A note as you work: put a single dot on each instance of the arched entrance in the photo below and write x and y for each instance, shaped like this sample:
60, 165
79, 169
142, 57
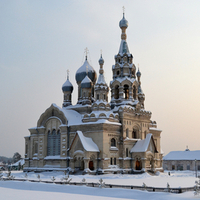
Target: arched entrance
91, 165
138, 165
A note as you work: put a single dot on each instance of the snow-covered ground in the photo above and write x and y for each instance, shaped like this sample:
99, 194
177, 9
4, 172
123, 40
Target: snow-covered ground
28, 190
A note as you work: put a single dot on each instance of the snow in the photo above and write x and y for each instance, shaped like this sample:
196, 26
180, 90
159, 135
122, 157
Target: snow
85, 67
86, 80
10, 190
22, 161
183, 155
87, 142
154, 129
101, 80
142, 145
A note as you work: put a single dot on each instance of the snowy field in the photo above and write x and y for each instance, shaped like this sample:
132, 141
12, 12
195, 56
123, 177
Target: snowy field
28, 190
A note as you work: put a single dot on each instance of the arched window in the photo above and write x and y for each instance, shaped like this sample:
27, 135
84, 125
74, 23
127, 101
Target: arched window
110, 161
134, 92
126, 152
117, 92
127, 132
53, 143
115, 161
36, 147
113, 142
134, 134
126, 91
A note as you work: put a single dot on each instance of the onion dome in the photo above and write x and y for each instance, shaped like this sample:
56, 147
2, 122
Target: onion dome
86, 69
138, 73
86, 82
67, 86
101, 61
123, 22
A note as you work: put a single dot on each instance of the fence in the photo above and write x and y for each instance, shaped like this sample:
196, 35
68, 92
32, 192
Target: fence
149, 189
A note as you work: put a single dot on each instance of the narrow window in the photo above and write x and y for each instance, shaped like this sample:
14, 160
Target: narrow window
117, 92
36, 147
126, 152
113, 142
127, 132
134, 134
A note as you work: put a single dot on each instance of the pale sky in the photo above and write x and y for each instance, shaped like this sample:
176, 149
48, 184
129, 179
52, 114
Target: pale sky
40, 40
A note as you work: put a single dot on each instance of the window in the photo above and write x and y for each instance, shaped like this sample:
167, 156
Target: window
36, 147
127, 132
113, 142
126, 152
134, 134
126, 91
26, 149
53, 143
134, 92
117, 92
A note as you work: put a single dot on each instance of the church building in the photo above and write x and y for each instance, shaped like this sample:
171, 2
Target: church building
97, 136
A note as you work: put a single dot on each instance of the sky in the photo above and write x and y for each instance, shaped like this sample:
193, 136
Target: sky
41, 40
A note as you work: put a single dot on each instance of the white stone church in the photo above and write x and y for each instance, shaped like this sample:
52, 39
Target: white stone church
97, 136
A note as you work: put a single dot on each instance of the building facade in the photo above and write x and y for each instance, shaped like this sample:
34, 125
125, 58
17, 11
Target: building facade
96, 135
182, 160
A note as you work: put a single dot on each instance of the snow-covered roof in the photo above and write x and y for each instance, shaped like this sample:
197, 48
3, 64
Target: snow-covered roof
87, 142
183, 155
73, 117
123, 48
121, 79
154, 129
142, 145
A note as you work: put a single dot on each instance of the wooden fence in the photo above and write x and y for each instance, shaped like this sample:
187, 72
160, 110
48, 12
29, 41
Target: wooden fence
146, 188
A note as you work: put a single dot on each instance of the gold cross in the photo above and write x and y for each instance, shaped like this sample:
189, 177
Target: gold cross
86, 51
123, 9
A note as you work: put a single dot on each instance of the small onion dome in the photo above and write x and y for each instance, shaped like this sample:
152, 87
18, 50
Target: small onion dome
123, 22
138, 73
67, 86
101, 61
86, 69
86, 82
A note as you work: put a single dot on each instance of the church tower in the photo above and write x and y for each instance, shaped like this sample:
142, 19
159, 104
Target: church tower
85, 70
101, 88
67, 89
124, 86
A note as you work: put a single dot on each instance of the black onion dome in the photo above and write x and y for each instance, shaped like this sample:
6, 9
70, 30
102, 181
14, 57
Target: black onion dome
86, 82
67, 86
86, 69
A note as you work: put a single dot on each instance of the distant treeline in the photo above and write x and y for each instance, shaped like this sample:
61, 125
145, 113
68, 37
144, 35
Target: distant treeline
6, 160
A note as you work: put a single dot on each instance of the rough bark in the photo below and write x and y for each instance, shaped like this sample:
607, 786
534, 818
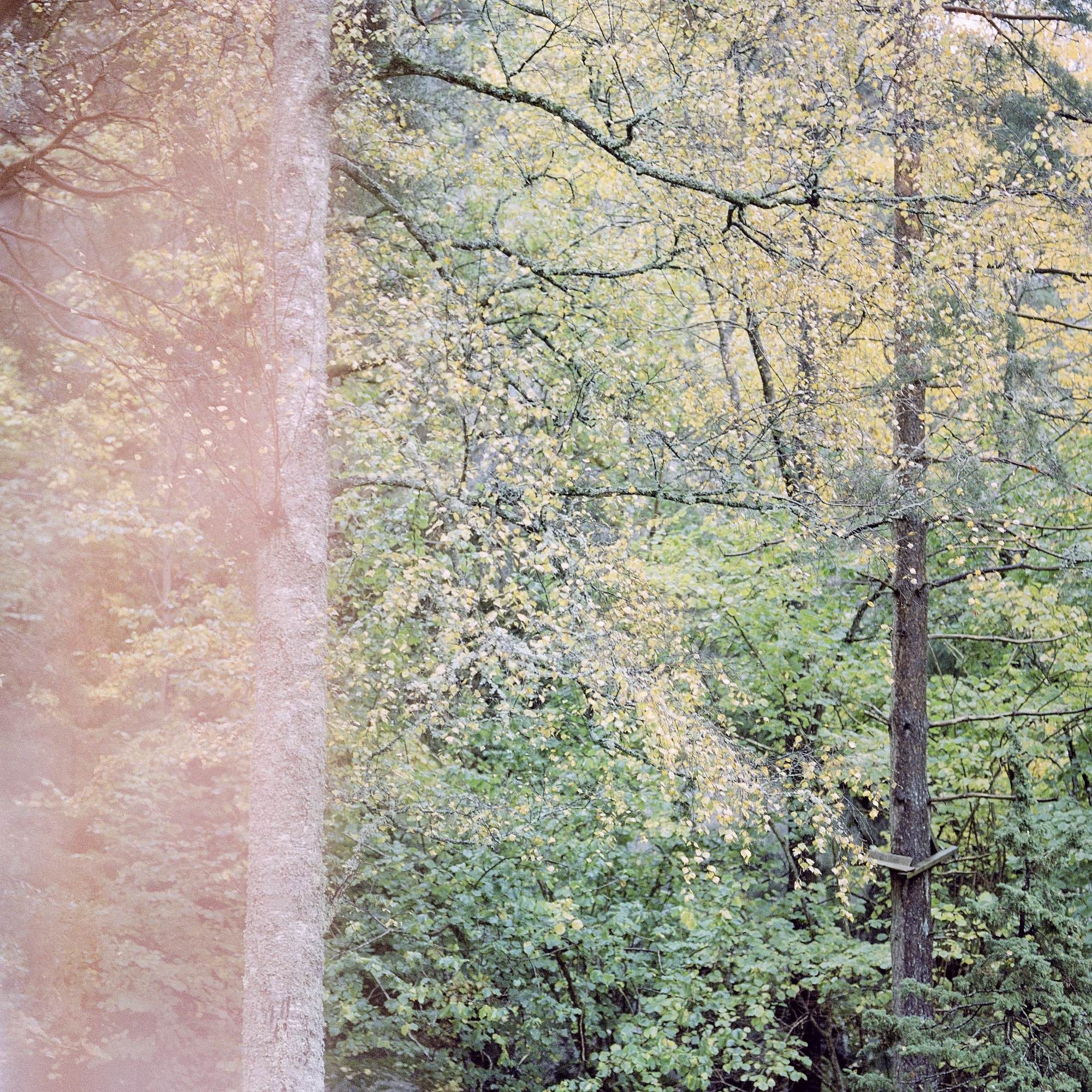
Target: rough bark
283, 1023
911, 927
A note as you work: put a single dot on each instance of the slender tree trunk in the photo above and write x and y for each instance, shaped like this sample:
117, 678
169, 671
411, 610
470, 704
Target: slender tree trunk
283, 1023
911, 927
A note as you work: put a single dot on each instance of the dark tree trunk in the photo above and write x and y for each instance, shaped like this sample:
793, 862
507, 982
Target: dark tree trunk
911, 925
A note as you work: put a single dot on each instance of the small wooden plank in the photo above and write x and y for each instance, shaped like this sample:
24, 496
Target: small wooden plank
939, 859
896, 862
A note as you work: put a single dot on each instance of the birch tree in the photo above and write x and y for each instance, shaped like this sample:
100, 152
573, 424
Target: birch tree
283, 1023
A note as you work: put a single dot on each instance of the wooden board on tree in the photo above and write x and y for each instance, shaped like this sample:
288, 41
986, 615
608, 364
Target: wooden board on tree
904, 865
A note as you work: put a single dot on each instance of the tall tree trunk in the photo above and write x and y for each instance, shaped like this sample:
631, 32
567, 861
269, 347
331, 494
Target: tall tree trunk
283, 1023
911, 927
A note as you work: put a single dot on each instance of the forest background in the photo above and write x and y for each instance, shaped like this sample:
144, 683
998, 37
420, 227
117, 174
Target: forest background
673, 351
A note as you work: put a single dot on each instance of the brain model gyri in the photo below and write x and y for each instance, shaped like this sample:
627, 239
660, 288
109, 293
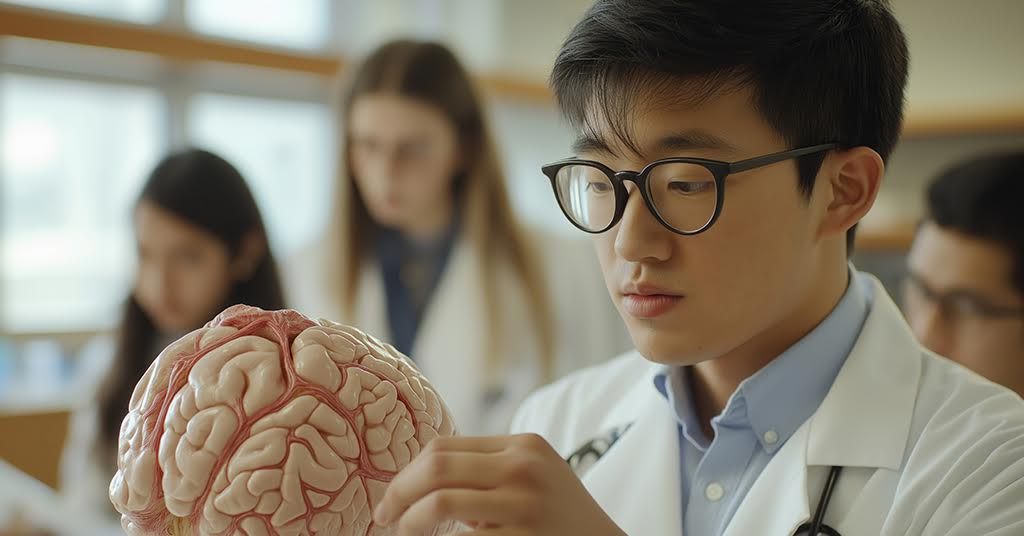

§ **EXERCISE**
Rewrite every line starting at the line that contains "the wooden board" and ending at the close of the items, leaving out the pictures. Increase each coordinate in the answers by 91 and leave all other numbers as they are.

§ **REPLY**
A note as you work: put a single dot on each instance of the wooden board on tree in the photo above and write x and y for each instance, shaped like this sample:
288, 41
986, 615
608, 364
Target: wooden board on tree
995, 956
A note as you work: put a single dot on each instance of the tall tree trunk in the photo above and write x and y for each instance, shaped like this sample:
631, 32
567, 861
269, 347
331, 494
Target: tall tree trunk
374, 1114
1002, 1018
A note as you work: put a single dot on each instance of the forest background in the photo above and write x and y for each instance, shaped like this sample:
144, 683
998, 37
420, 227
117, 174
Target: forest background
764, 442
A note as you work: put a single dot on each instance of the brain model gyri in the photo below and write x and y for each instance, shaped like this sample:
627, 239
660, 288
109, 293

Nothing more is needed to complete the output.